Görevleriniz »
1) Kent aydınlatması metninde "Sembol Yapıları Aydınlatmak" başlığının altındaki paragrafı oluşturan cümleleri sırasıyla yazın.
2) Kent aydınlatması metnini kaldığı yerden sürdürün.

Sayfa »
-=-=-=-=-
Örneğin Kayseri Belediyesi binası girişine, bir interaktif aydınlatma noktası oluşturulup, önünde elleriyle dokunmadan resim çizebilen minik misafirlerin, tüm yaratıcılığının aynen yansıtıldığı bir bina cephesi düşünün. Ne kadar etkileyici değil mi? Bence belediyemizin binasının önü her akşam yoğun bir turist trafiğine maruz kalacaktır. Linkine aşağıda ulaşabilirsiniz.
http://www.colorkinetics.com/showcase/installs/Pixel-Flow/
- Sembol Yapıları Aydınlatmak
Hangi belediyemiz olursa olsun, kentte mevcut olan sembol yapıları yeniden inşa edemez. Etmesinin de bir anlamı yoktur. Mevcut yapıyı, o kentte yaşayan herkes bilir ve görür. Peki ya gece?
-=-=-=-=-
Ham kayıtlar »
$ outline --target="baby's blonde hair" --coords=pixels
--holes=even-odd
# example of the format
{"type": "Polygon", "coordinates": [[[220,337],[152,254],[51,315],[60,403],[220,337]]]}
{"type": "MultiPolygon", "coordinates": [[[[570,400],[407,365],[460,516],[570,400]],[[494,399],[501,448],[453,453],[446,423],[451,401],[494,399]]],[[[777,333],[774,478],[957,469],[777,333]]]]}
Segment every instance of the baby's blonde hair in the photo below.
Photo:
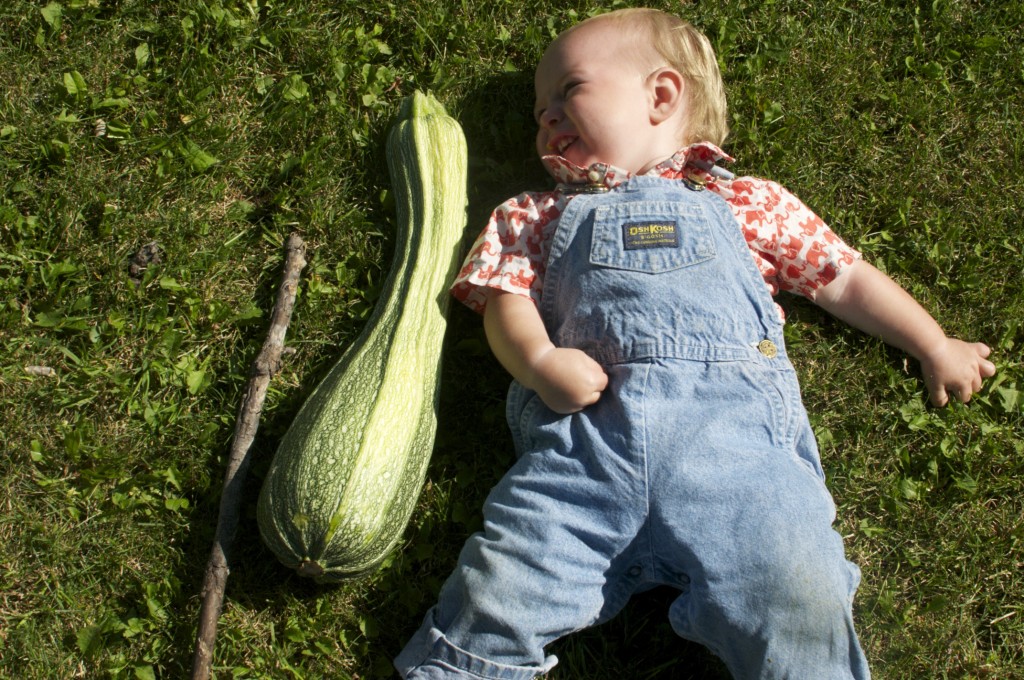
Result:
-=-=-=-=-
Verilen yanıtlar »
1)
1. Hangi belediyemiz olursa olsun, kentte mevcut olan sembol yapıları yeniden inşa edemez.
2. Etmesinin de bir anlamı yoktur.
3. Mevcut yapıyı, o kentte yaşayan herkes bilir ve görür.
4. Peki ya gece?

2)
Kentin o özel dokularının aydınlatılması, şehre; renk, değer ve farkındalık katar, turist çeker. Bugün İstanbul deyince, televizyon kanallarından tutun da hemen her yerde 15 Temmuz Şehitleri Köprüsü’nün gece aydınlatılmış görüntüsü servis edilir.
Artık İstanbul ile özdeşleşmiştir. Boğaza bir köprü daha yapmak zordur. Ancak var olana aydınlatma ile kalıcı bir imza atmak kolaydır. Artık o köprü 7/24 ilgi çekicidir.
Kocatepe Camii, Çanakkale Şehitleri Abidesi, Galata Kulesi, Eyfel Kulesi vb. yapılar, geceleri o benzersiz aydınlatmaları ile daha görkemli ve göz alıcıdırlar.

Büyüleyici dış cephe aydınlatması dolayısıyla, Konya’da bulunan Avrupa’nın en büyük Tropikal Kelebekler Bahçesi, gündüz var olan ziyaretçisi kadar gece de; aydınlatmayı görmek, fotoğraf çekmek, renkli anılar biriktirmek üzere gelen ziyaretçilerin akınına uğruyor.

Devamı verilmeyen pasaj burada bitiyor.